> [RECORDS FOR THIS EXERCISE]
Start of Block

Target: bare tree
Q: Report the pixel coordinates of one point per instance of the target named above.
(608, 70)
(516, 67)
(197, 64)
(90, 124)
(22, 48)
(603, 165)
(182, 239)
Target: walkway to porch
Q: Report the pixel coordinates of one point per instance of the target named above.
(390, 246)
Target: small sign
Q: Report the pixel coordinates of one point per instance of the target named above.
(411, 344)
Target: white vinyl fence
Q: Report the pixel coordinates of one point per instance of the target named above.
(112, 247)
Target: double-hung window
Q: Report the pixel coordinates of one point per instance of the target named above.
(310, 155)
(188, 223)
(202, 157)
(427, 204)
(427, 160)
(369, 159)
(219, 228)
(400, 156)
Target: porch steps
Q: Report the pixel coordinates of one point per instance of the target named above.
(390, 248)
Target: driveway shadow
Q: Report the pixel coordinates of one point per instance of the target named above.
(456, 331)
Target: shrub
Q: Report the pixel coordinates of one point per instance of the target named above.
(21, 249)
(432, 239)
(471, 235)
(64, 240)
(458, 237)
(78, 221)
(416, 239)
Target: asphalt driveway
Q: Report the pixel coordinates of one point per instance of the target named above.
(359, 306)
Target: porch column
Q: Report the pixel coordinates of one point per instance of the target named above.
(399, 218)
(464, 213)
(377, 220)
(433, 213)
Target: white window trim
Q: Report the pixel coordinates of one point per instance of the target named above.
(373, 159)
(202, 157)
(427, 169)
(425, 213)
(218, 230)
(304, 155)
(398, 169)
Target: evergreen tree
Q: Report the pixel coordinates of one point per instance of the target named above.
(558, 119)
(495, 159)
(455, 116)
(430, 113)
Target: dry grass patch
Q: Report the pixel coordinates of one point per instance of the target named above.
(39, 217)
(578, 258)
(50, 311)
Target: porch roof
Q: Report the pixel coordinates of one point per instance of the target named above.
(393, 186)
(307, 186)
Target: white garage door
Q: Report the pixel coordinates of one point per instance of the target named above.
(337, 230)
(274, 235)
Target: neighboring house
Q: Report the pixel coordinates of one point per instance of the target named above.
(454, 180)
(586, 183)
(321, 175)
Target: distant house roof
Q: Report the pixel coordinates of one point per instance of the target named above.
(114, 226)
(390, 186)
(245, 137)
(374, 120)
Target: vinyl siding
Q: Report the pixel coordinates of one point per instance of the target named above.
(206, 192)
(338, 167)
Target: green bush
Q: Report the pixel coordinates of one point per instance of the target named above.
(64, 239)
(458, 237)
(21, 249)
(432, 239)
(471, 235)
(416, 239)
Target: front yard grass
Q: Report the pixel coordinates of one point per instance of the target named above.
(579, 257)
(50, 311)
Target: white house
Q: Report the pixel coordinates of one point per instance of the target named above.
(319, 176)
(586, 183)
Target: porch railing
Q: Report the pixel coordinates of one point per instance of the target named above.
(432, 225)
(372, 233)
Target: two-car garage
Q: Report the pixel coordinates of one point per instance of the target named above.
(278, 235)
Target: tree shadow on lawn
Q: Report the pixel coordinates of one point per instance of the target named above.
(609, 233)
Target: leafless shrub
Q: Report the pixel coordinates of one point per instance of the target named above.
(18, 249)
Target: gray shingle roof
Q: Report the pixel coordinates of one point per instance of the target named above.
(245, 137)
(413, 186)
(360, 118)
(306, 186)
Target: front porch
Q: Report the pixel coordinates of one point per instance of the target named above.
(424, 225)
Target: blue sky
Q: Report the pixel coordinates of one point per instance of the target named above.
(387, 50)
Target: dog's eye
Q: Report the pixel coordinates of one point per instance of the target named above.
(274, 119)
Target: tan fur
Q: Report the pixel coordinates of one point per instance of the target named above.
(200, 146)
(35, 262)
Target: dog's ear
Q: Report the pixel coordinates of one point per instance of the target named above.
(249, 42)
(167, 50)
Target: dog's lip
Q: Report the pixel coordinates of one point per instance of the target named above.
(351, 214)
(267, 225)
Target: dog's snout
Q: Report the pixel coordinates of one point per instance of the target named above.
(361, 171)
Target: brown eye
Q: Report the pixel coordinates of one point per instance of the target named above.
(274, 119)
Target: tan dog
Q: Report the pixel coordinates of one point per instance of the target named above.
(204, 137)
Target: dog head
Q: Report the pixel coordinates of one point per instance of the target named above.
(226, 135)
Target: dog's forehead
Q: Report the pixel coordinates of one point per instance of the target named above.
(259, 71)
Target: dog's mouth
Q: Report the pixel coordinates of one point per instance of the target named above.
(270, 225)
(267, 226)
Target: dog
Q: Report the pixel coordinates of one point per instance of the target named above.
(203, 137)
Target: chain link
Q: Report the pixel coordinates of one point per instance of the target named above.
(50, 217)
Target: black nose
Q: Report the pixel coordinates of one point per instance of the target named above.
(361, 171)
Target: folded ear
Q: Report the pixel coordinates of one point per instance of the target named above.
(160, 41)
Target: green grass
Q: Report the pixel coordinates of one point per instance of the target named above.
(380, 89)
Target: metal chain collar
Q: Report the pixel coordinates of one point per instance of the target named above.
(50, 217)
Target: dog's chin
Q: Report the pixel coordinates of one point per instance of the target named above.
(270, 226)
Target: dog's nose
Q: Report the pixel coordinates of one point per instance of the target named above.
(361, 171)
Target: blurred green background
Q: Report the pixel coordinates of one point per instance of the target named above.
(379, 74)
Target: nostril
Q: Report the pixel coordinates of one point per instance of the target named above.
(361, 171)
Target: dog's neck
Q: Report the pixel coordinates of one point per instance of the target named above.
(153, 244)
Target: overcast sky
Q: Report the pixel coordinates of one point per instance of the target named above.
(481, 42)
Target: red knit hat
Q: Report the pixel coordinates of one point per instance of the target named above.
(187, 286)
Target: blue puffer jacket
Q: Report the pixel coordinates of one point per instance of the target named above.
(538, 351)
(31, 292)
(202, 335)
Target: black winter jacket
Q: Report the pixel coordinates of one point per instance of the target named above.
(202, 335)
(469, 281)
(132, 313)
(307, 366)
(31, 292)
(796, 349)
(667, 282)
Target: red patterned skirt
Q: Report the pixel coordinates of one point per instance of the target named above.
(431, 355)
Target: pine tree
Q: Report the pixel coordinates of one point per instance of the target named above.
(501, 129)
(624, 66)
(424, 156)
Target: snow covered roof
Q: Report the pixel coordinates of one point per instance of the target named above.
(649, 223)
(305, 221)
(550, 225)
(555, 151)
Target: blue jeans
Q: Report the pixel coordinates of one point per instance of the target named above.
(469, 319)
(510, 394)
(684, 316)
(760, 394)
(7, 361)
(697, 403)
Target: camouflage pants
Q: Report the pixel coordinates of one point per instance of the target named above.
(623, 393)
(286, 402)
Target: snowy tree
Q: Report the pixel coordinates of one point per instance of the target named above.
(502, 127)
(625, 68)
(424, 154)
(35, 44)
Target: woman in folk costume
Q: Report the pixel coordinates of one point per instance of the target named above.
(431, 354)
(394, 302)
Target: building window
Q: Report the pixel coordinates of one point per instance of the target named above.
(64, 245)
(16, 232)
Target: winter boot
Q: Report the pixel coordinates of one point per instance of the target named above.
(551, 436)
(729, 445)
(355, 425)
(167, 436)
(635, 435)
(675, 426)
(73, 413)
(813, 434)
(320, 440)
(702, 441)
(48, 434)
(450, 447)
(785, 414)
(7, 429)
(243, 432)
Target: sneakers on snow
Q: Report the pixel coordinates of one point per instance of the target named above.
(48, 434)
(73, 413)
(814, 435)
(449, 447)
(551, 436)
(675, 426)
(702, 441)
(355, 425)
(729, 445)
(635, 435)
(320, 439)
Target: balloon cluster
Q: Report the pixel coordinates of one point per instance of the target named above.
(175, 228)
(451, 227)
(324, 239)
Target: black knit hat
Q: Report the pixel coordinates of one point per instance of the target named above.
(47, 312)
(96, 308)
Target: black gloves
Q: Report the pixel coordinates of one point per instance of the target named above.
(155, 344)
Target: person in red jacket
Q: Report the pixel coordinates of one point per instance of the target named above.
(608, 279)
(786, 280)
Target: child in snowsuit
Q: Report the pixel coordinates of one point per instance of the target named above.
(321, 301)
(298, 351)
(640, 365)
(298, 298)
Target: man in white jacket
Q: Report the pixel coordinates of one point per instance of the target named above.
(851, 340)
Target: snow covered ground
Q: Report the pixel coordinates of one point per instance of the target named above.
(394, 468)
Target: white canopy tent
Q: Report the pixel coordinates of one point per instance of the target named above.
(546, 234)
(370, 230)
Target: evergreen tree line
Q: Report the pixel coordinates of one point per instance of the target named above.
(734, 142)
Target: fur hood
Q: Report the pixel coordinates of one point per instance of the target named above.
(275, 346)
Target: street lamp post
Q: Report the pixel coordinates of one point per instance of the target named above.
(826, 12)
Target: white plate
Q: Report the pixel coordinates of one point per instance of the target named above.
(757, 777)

End of Block

> [ACTIVITY] Would you copy exactly the lines from the one that contains "Target: person in red jacket" through the final line of the records above, including both?

> [PROBLEM SOLUTION]
Target: person in red jacket
Q: Report the pixel coordinates of one point per instance of the target named above.
(608, 279)
(786, 280)
Target: child in snowsuit
Q: Report the pixel coordinates of one point per instance of the target named above.
(321, 301)
(298, 351)
(640, 365)
(298, 298)
Target: man in white jacket
Q: Report the pixel coordinates of one point per instance of the target named above.
(851, 340)
Target: snow covered ground
Q: Report the pixel coordinates of one point per instance of the target named above.
(394, 468)
Target: white canopy tent
Q: Report the pixel coordinates of one point per instance of the target named above.
(546, 234)
(370, 230)
Target: evergreen tree line
Q: Report the pixel coordinates of one point per instance of the target named above.
(734, 142)
Target: fur hood
Q: Report the pixel coordinates of one point per instance of the target named above.
(275, 346)
Target: street lamp post
Q: Report the pixel coordinates of one point per instance of the target named above.
(826, 12)
Target: white plate
Q: Report the pixel coordinates of one point per instance of the target named above.
(757, 777)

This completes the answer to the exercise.